RECORDS PROVIDED below:
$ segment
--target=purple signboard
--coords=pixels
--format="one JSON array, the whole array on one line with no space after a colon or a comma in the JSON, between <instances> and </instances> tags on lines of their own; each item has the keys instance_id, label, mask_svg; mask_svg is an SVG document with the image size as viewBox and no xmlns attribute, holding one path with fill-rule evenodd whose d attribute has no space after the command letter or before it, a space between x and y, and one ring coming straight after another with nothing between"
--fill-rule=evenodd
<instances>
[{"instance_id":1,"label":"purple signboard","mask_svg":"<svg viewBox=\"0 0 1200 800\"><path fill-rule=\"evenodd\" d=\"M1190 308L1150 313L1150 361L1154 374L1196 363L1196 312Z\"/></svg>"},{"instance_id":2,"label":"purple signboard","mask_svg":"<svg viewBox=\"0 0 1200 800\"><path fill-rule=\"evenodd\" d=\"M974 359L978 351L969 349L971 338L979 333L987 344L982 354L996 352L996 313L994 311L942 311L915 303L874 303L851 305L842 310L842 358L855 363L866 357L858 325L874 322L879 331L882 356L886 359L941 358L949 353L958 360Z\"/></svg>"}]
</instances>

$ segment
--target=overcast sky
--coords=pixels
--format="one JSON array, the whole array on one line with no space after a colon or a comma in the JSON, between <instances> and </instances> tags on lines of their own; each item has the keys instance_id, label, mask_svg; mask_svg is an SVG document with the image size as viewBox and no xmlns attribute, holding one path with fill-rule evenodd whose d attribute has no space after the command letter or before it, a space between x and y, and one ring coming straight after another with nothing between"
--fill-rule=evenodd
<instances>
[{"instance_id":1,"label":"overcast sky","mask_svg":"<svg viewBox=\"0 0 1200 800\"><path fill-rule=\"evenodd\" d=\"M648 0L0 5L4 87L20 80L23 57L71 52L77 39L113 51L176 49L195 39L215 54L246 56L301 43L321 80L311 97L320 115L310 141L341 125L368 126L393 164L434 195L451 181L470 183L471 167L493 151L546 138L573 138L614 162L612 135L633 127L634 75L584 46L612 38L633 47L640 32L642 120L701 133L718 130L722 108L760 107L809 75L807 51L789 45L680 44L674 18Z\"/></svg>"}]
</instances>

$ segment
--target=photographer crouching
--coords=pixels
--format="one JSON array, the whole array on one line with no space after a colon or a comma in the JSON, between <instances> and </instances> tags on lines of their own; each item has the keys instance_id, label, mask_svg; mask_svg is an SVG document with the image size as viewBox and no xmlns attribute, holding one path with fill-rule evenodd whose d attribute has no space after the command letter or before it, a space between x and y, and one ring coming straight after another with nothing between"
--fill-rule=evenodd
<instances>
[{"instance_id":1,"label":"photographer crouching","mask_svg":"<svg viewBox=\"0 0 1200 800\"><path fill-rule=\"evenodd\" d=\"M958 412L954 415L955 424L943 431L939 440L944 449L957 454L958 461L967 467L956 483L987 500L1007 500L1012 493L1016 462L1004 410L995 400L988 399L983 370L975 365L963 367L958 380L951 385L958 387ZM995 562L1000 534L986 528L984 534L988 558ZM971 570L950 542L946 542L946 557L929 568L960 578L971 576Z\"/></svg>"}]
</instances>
End of RECORDS PROVIDED.
YOUR ASSIGNMENT: Retype each line of the data exactly as it reads.

RESPONSE TO THE TASK:
$ segment
--target=purple signboard
--coords=pixels
--format="one JSON array, the whole array on one line with no space after a colon or a comma in the JSON, between <instances> and </instances> tags on lines of their own; each item has the keys instance_id, label, mask_svg; mask_svg is an SVG document with the image size as viewBox and no xmlns attribute, holding one path with fill-rule evenodd whose d attribute has no space after the command letter or before it, a space between x and y, and one ring coming straight after another with nothing between"
--fill-rule=evenodd
<instances>
[{"instance_id":1,"label":"purple signboard","mask_svg":"<svg viewBox=\"0 0 1200 800\"><path fill-rule=\"evenodd\" d=\"M1190 308L1150 313L1150 361L1154 374L1196 363L1196 312Z\"/></svg>"},{"instance_id":2,"label":"purple signboard","mask_svg":"<svg viewBox=\"0 0 1200 800\"><path fill-rule=\"evenodd\" d=\"M974 359L978 351L969 349L971 338L979 333L987 344L982 354L996 352L996 313L994 311L942 311L915 303L874 303L851 305L842 310L842 358L855 363L866 357L858 325L874 322L879 331L882 356L886 359L941 358L949 353L958 360Z\"/></svg>"}]
</instances>

$ segment
--target=overcast sky
--coords=pixels
--format="one JSON array, the whole array on one line with no space after a colon or a comma in the JSON, between <instances> and </instances> tags on lines of their own; each item has the keys instance_id, label, mask_svg; mask_svg is an SVG document with the image size as viewBox and no xmlns attribute, holding one path with fill-rule evenodd whose d attribute has no space after the command letter or before it, a space between x and y, and one ring coming straight after another with nothing between"
--fill-rule=evenodd
<instances>
[{"instance_id":1,"label":"overcast sky","mask_svg":"<svg viewBox=\"0 0 1200 800\"><path fill-rule=\"evenodd\" d=\"M648 0L0 5L4 87L20 80L23 57L71 52L77 39L113 51L176 49L195 39L215 54L246 56L301 43L321 80L311 97L320 115L310 141L341 125L368 126L393 164L434 195L451 181L470 183L471 167L493 151L546 138L573 138L614 162L612 135L633 127L634 75L584 46L612 38L633 47L640 32L642 120L701 133L718 130L722 108L760 107L809 75L807 51L789 45L680 44L674 18Z\"/></svg>"}]
</instances>

$ segment
--target=photographer crouching
--coords=pixels
--format="one JSON array, the whole array on one line with no space after a colon or a comma in the JSON, between <instances> and </instances> tags on lines of their own; each item has the keys instance_id, label, mask_svg; mask_svg is an SVG document with the image size as viewBox and no xmlns attribute, holding one path with fill-rule evenodd whose d attribute has no space after the command letter or before it, a space between x and y, and one ring coming straight after another with nothing between"
--fill-rule=evenodd
<instances>
[{"instance_id":1,"label":"photographer crouching","mask_svg":"<svg viewBox=\"0 0 1200 800\"><path fill-rule=\"evenodd\" d=\"M958 412L954 415L955 424L943 431L939 440L944 449L957 454L958 461L967 467L956 483L987 500L1007 500L1012 493L1016 462L1004 410L995 400L988 399L983 370L975 365L963 367L958 380L951 385L958 387ZM995 562L1000 534L986 528L984 534L988 558ZM971 570L950 542L946 542L946 557L929 568L960 578L971 576Z\"/></svg>"}]
</instances>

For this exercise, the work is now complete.